▸ **Your assignment**: Down to the last line, copy the records below without any change.

(Given records)

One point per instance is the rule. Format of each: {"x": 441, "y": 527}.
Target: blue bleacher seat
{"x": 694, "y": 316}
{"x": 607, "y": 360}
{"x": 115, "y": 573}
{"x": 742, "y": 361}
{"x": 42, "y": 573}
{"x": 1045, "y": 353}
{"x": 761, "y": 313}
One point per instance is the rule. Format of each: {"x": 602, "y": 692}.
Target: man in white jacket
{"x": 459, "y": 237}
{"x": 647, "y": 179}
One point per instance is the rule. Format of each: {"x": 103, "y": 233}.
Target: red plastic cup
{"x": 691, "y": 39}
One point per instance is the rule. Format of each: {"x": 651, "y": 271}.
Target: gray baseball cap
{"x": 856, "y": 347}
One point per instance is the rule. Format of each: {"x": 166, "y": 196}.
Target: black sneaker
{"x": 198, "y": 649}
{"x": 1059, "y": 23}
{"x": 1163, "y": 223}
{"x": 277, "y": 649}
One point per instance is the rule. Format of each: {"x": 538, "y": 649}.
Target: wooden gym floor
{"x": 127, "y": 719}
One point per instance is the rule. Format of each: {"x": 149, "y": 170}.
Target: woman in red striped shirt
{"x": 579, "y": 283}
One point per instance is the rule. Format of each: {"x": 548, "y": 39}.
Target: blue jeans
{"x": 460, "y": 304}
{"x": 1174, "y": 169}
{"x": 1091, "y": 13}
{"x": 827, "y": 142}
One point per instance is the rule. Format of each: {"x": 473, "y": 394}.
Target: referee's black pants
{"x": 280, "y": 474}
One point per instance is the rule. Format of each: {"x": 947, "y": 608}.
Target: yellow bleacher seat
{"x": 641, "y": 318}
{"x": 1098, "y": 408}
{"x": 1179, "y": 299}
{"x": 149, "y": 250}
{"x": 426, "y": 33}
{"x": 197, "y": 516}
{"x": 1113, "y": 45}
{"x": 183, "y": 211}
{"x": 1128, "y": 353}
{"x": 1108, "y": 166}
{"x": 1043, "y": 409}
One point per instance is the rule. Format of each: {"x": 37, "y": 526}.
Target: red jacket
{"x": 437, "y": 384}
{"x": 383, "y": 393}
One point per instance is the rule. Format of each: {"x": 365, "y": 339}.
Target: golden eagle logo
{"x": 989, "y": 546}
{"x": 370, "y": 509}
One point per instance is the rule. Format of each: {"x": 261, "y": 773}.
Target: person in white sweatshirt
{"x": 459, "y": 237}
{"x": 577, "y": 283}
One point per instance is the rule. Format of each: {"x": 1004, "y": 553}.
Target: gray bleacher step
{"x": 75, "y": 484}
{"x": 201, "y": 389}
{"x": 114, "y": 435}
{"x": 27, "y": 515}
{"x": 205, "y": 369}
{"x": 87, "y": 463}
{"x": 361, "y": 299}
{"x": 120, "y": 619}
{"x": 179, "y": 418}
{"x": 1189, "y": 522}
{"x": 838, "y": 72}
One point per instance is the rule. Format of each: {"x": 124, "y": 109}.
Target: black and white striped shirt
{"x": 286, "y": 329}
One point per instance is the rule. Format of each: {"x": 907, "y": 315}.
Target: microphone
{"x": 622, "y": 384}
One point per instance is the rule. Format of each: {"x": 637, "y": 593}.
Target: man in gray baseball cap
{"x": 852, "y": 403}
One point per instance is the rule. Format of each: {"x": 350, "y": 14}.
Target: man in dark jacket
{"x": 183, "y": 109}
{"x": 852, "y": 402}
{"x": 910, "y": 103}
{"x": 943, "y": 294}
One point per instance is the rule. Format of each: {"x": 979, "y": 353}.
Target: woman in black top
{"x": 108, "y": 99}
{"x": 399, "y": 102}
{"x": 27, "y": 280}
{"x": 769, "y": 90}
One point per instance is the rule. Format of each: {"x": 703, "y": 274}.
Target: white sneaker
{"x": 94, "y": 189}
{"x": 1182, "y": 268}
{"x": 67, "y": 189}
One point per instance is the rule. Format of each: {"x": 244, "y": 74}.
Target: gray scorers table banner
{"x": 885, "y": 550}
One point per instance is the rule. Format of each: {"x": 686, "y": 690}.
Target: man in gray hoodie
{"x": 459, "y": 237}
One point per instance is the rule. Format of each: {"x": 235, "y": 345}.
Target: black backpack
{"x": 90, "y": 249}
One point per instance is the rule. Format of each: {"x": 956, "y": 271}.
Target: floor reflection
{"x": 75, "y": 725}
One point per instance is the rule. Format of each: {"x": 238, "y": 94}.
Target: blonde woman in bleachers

(End Given records)

▸ **Answer for the task**:
One point per instance is the rule. Format of each: {"x": 441, "y": 527}.
Target: blue bleacher seat
{"x": 694, "y": 316}
{"x": 607, "y": 360}
{"x": 115, "y": 573}
{"x": 742, "y": 361}
{"x": 42, "y": 573}
{"x": 1045, "y": 353}
{"x": 761, "y": 313}
One point per instance is the rule. Format of each: {"x": 602, "y": 692}.
Target: man in white jacket
{"x": 459, "y": 237}
{"x": 647, "y": 179}
One point per instance is the rule. Format of each: {"x": 103, "y": 233}.
Target: red plastic cup
{"x": 691, "y": 39}
One point per instance is the rule. Format of each: {"x": 651, "y": 271}.
Target: gray baseball cap
{"x": 856, "y": 347}
One point per instance is the rule. Format of each: {"x": 166, "y": 196}.
Target: black sneaker
{"x": 198, "y": 649}
{"x": 1059, "y": 23}
{"x": 1163, "y": 223}
{"x": 277, "y": 649}
One point per instance is the rule. Format of each: {"x": 538, "y": 649}.
Target: wooden gym floor
{"x": 127, "y": 719}
One point per instance is the rule. Format of each: {"x": 149, "y": 170}.
Target: woman in red striped shirt
{"x": 579, "y": 283}
One point per instance is the rule. Format of each: {"x": 548, "y": 39}.
Target: blue jeans
{"x": 460, "y": 304}
{"x": 1174, "y": 169}
{"x": 1091, "y": 13}
{"x": 827, "y": 142}
One point per instance is the rule. Format of each: {"x": 473, "y": 394}.
Target: referee's black pants
{"x": 280, "y": 474}
One point per instance is the rule. Format of each: {"x": 947, "y": 608}.
Target: yellow bleacher seat
{"x": 641, "y": 318}
{"x": 1098, "y": 408}
{"x": 1179, "y": 299}
{"x": 149, "y": 250}
{"x": 426, "y": 33}
{"x": 197, "y": 516}
{"x": 1113, "y": 45}
{"x": 183, "y": 211}
{"x": 1128, "y": 353}
{"x": 1108, "y": 166}
{"x": 1043, "y": 409}
One point per instance is the rule. Format of each: {"x": 37, "y": 526}.
Target: red jacket
{"x": 437, "y": 384}
{"x": 383, "y": 393}
One point per instance is the rule. Format of each: {"x": 365, "y": 339}.
Target: golden eagle logo
{"x": 989, "y": 546}
{"x": 370, "y": 509}
One point per instance is the rule. Format of each: {"x": 261, "y": 773}.
Target: person in white sweatshirt
{"x": 459, "y": 237}
{"x": 577, "y": 283}
One point per instance is the rule. Format of each: {"x": 1004, "y": 553}.
Target: gray bleacher step
{"x": 75, "y": 484}
{"x": 201, "y": 389}
{"x": 114, "y": 435}
{"x": 27, "y": 515}
{"x": 205, "y": 369}
{"x": 87, "y": 463}
{"x": 361, "y": 299}
{"x": 120, "y": 619}
{"x": 179, "y": 418}
{"x": 1189, "y": 522}
{"x": 838, "y": 72}
One point per instance is the rule. Format of each: {"x": 124, "y": 109}.
Target: black and white striped shirt
{"x": 286, "y": 329}
One point per instance is the rule. Format of each: {"x": 907, "y": 315}.
Target: microphone
{"x": 622, "y": 384}
One point per instance is the rule. Format of each: {"x": 637, "y": 593}.
Target: man in gray baseball cap
{"x": 852, "y": 403}
One point per instance is the rule. Format of each: {"x": 350, "y": 14}.
Target: man in dark jacket
{"x": 183, "y": 109}
{"x": 852, "y": 402}
{"x": 910, "y": 103}
{"x": 943, "y": 294}
One point per instance is the rule. Format of each: {"x": 979, "y": 353}.
Target: woman in black top
{"x": 108, "y": 99}
{"x": 399, "y": 102}
{"x": 27, "y": 280}
{"x": 769, "y": 90}
One point per instance is the rule. Format of each: {"x": 703, "y": 274}.
Target: white sneaker
{"x": 94, "y": 189}
{"x": 1182, "y": 268}
{"x": 67, "y": 189}
One point per instance is the rule. Format of each: {"x": 244, "y": 74}.
Target: gray scorers table banner
{"x": 885, "y": 550}
One point per instance is the rule. Format of each: {"x": 686, "y": 690}.
Target: man in gray hoodie
{"x": 459, "y": 237}
One point per instance is the rule. Format of each: {"x": 235, "y": 345}.
Target: black backpack
{"x": 90, "y": 249}
One point per instance is the rule. Format of each: {"x": 956, "y": 271}.
Target: floor reflection
{"x": 75, "y": 725}
One point per instance is the rule. Format of each: {"x": 238, "y": 94}.
Target: blonde woman in bleachers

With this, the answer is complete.